Object point labels
----

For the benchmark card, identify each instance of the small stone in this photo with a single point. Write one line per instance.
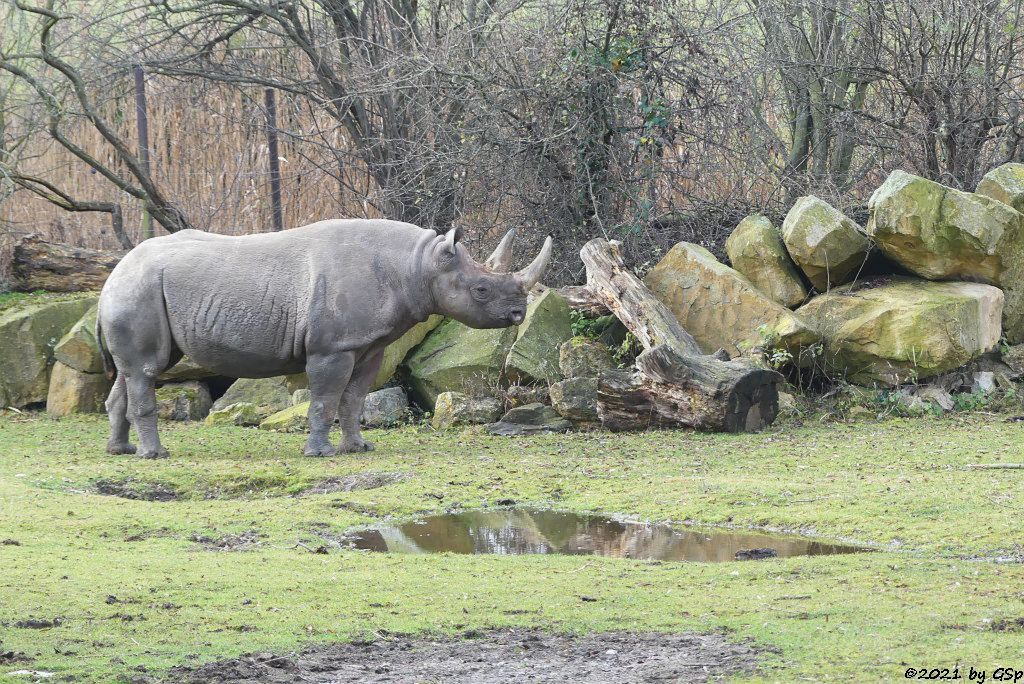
(183, 401)
(270, 394)
(242, 414)
(984, 382)
(457, 409)
(936, 395)
(385, 408)
(529, 419)
(584, 357)
(75, 392)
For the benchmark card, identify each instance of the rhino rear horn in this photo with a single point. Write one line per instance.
(501, 260)
(532, 273)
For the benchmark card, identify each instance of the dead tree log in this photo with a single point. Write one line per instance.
(675, 383)
(57, 267)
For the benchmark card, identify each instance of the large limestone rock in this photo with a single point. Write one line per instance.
(719, 307)
(268, 394)
(1005, 183)
(534, 355)
(943, 233)
(395, 352)
(826, 245)
(78, 348)
(455, 409)
(584, 357)
(75, 392)
(905, 330)
(457, 358)
(29, 332)
(183, 401)
(757, 252)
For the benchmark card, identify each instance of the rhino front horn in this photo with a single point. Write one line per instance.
(501, 260)
(532, 273)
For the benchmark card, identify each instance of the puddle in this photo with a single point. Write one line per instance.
(516, 531)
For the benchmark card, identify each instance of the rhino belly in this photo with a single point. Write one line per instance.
(239, 334)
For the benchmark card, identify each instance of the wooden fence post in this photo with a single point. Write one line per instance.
(271, 143)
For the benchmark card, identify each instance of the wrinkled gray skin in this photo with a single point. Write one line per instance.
(326, 298)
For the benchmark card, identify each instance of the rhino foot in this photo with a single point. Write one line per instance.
(117, 449)
(320, 450)
(356, 445)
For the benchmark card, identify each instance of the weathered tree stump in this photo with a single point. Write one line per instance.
(674, 382)
(57, 267)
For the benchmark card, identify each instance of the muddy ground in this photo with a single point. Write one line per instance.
(502, 655)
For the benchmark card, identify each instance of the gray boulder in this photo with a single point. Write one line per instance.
(183, 401)
(529, 419)
(576, 399)
(454, 409)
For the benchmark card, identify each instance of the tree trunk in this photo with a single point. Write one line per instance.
(674, 383)
(56, 267)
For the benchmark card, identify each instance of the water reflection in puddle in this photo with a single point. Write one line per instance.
(515, 531)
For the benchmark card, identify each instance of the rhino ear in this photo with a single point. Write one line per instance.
(451, 238)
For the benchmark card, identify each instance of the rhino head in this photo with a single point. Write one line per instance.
(482, 295)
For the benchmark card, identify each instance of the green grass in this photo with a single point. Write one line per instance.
(928, 598)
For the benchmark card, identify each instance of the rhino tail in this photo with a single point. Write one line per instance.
(110, 370)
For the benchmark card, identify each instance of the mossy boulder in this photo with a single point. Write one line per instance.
(29, 333)
(268, 394)
(75, 392)
(534, 355)
(827, 246)
(454, 409)
(757, 252)
(457, 358)
(183, 401)
(242, 414)
(720, 307)
(78, 349)
(1005, 183)
(395, 352)
(293, 419)
(584, 357)
(905, 330)
(942, 233)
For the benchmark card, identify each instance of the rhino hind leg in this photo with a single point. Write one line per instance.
(117, 411)
(350, 408)
(328, 377)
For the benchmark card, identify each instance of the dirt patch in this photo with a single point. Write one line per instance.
(38, 624)
(503, 655)
(244, 541)
(130, 488)
(355, 482)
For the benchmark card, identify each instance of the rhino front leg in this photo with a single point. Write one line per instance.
(350, 410)
(328, 377)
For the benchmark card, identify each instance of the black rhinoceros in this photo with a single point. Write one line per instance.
(326, 298)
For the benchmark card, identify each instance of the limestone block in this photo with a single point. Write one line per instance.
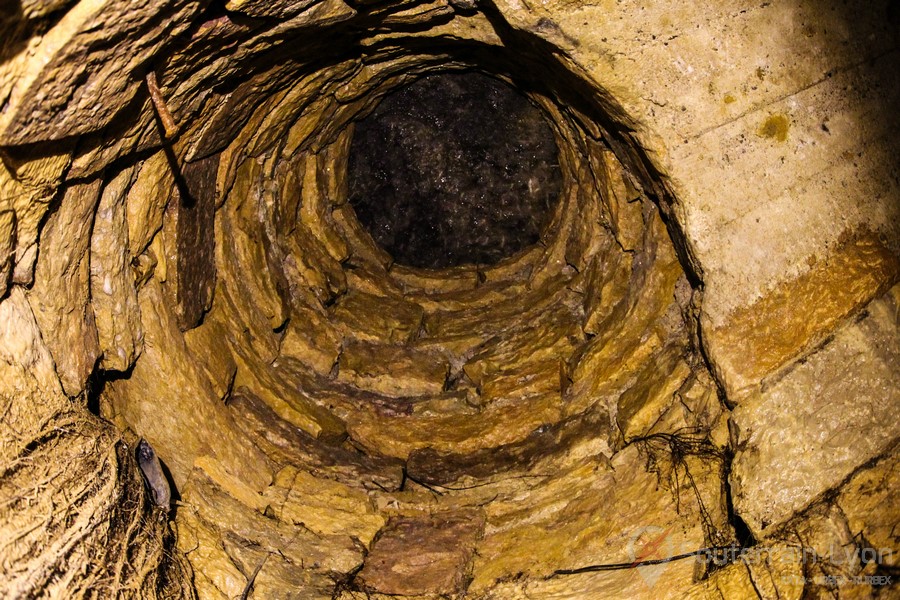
(28, 379)
(498, 424)
(392, 370)
(373, 318)
(61, 296)
(427, 554)
(653, 392)
(323, 506)
(287, 444)
(167, 401)
(51, 91)
(768, 574)
(225, 541)
(812, 427)
(113, 292)
(194, 214)
(311, 339)
(565, 521)
(549, 337)
(28, 184)
(793, 317)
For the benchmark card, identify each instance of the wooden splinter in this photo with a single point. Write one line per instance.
(159, 103)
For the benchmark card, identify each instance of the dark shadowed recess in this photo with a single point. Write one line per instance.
(456, 168)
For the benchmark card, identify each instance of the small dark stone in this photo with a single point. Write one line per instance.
(454, 169)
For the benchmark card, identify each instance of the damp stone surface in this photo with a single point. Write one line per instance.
(454, 169)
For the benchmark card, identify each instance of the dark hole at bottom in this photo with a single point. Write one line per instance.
(454, 169)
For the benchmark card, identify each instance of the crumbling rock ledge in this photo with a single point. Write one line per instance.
(699, 351)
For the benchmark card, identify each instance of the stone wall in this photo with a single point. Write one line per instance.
(700, 352)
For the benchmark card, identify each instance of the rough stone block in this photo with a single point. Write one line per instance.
(809, 430)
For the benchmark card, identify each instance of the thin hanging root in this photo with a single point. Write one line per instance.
(159, 103)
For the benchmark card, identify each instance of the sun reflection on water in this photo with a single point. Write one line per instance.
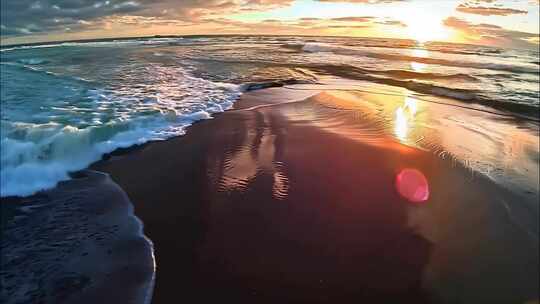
(417, 66)
(404, 117)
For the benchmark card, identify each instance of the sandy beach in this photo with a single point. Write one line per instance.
(305, 196)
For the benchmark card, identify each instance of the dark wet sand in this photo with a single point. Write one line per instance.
(263, 206)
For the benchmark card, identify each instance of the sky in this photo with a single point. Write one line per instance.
(505, 23)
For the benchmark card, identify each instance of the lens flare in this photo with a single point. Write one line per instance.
(412, 185)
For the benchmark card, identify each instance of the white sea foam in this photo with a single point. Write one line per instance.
(38, 156)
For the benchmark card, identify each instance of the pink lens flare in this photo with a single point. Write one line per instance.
(412, 185)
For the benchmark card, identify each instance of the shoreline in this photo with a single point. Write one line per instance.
(251, 207)
(255, 164)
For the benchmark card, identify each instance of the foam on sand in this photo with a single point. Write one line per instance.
(75, 244)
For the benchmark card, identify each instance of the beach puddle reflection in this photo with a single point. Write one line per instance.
(255, 157)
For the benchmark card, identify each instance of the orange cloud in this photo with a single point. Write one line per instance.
(488, 11)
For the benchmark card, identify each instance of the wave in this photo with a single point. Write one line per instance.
(32, 61)
(469, 96)
(319, 47)
(37, 156)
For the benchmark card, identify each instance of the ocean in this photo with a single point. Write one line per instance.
(66, 105)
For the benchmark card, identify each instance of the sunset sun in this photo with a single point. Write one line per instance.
(269, 151)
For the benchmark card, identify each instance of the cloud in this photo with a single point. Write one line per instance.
(354, 19)
(488, 11)
(365, 1)
(393, 23)
(24, 17)
(491, 34)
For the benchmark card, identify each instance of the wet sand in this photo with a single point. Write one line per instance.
(297, 203)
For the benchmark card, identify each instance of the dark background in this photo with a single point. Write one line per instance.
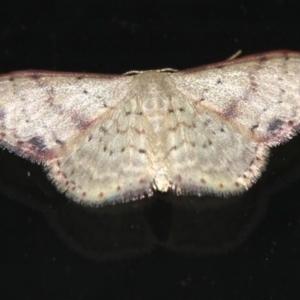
(165, 247)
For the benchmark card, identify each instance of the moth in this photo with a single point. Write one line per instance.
(114, 138)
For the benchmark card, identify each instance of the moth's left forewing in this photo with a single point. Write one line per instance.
(260, 93)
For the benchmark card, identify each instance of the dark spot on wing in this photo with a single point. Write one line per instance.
(230, 111)
(274, 125)
(38, 143)
(57, 141)
(254, 127)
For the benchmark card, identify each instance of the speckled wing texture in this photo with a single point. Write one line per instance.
(106, 139)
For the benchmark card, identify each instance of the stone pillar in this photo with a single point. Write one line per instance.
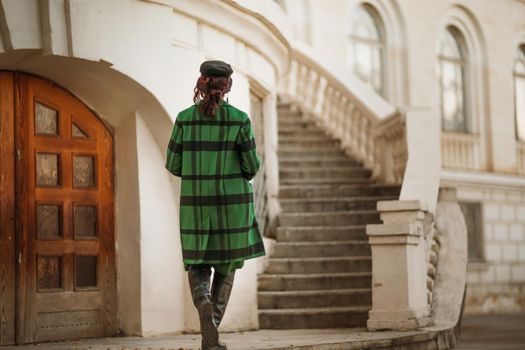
(399, 269)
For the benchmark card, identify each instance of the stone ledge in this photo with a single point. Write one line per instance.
(298, 339)
(401, 205)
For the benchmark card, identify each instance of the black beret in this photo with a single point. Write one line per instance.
(216, 69)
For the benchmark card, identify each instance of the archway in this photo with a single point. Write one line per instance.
(137, 121)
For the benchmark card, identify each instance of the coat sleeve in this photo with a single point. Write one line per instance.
(245, 143)
(174, 151)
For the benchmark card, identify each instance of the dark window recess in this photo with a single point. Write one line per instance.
(472, 213)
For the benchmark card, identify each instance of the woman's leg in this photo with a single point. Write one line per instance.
(222, 287)
(199, 279)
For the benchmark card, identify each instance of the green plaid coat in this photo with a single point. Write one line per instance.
(216, 158)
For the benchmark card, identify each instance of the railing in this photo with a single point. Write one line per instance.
(259, 182)
(520, 156)
(460, 151)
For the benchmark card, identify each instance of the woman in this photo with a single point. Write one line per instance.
(212, 149)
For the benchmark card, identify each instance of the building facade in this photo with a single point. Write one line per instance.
(89, 91)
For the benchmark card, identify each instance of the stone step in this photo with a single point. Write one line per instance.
(307, 147)
(310, 143)
(330, 204)
(335, 161)
(309, 152)
(298, 129)
(327, 317)
(333, 218)
(323, 173)
(291, 120)
(321, 249)
(314, 281)
(301, 138)
(337, 190)
(314, 298)
(327, 181)
(318, 265)
(321, 233)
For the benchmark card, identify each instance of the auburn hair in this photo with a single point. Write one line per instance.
(209, 92)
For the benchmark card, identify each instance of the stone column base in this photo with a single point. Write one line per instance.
(398, 319)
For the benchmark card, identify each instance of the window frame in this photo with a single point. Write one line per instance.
(465, 68)
(515, 77)
(381, 44)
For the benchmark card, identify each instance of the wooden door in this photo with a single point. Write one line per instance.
(7, 211)
(65, 212)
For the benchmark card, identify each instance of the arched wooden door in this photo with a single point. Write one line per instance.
(65, 216)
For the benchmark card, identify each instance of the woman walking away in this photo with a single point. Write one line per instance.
(212, 149)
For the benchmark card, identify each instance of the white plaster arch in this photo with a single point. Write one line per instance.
(136, 75)
(396, 57)
(465, 22)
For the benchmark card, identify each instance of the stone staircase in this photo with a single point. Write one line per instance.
(319, 275)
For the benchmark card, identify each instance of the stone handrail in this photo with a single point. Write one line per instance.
(401, 146)
(382, 137)
(345, 114)
(460, 151)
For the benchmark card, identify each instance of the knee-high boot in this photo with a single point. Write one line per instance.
(199, 279)
(220, 294)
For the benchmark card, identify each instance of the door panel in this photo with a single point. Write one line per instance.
(65, 203)
(7, 211)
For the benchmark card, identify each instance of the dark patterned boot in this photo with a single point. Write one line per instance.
(199, 279)
(220, 294)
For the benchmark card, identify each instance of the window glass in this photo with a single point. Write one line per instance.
(452, 80)
(367, 46)
(519, 93)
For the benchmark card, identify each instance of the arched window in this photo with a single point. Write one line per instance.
(519, 92)
(367, 48)
(452, 71)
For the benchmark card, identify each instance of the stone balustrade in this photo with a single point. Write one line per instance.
(401, 146)
(520, 157)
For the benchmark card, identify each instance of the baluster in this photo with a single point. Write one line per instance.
(320, 94)
(292, 87)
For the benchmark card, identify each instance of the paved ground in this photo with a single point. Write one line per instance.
(496, 332)
(493, 332)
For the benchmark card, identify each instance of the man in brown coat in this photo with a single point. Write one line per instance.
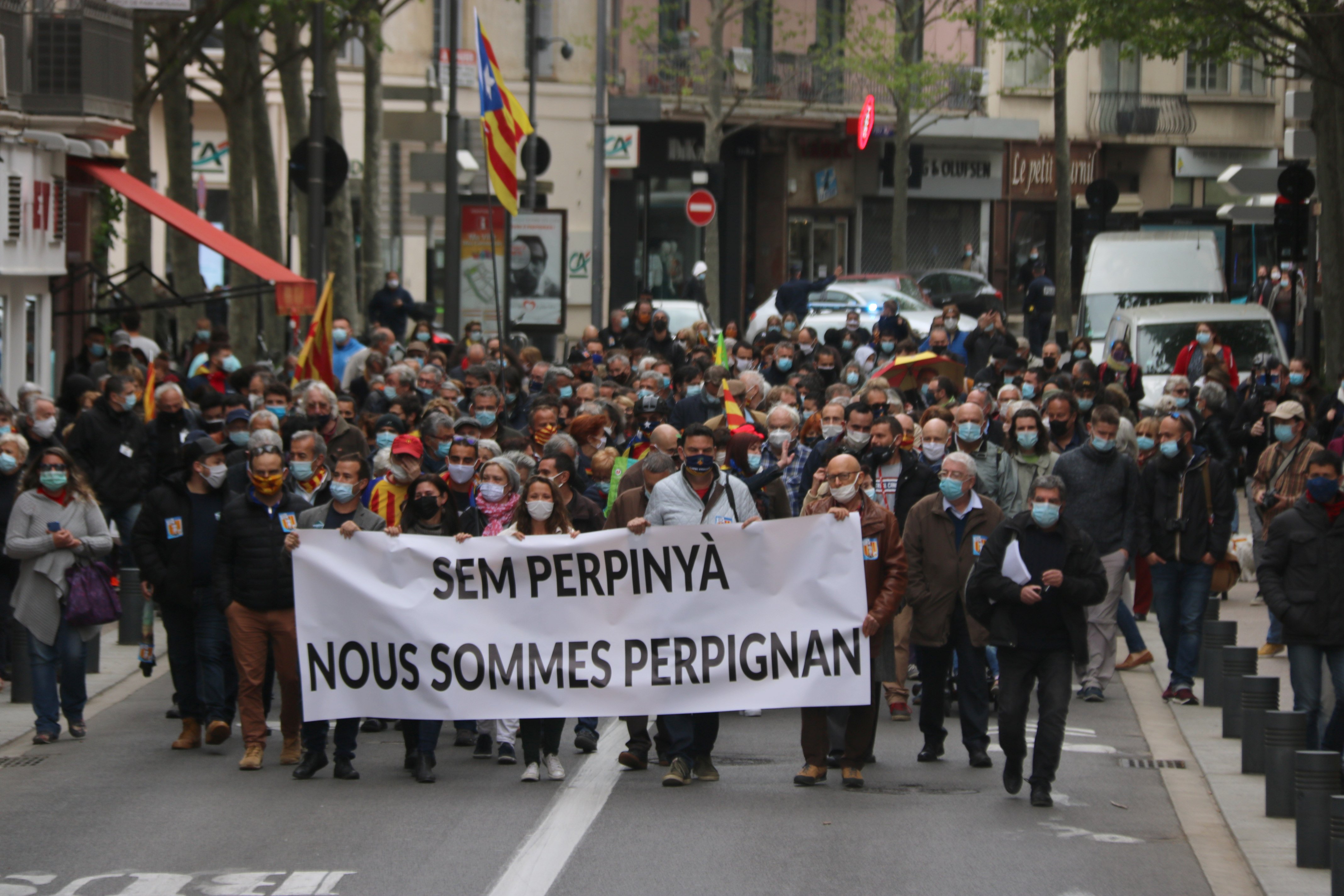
(885, 577)
(944, 535)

----

Will you repeat the material above, but only from the line containing "the stone balustrade" through its last line, exactly and without the pictures?

For the benchmark card, identify each instance of the stone balustrade in this photo with a single point. Write one line per instance.
(401, 146)
(520, 157)
For the benchmark card, identify each instance of the baluster in this photo with a single point. Write one line per instance.
(320, 94)
(292, 87)
For the benchmark card, identify each instance of the paved ground in this photo with a single point. Write one line per instance.
(496, 332)
(493, 332)
For the benchmark card, identify each instance of the man in brown coat in this photo with a single point. Write one line per instance.
(885, 577)
(944, 535)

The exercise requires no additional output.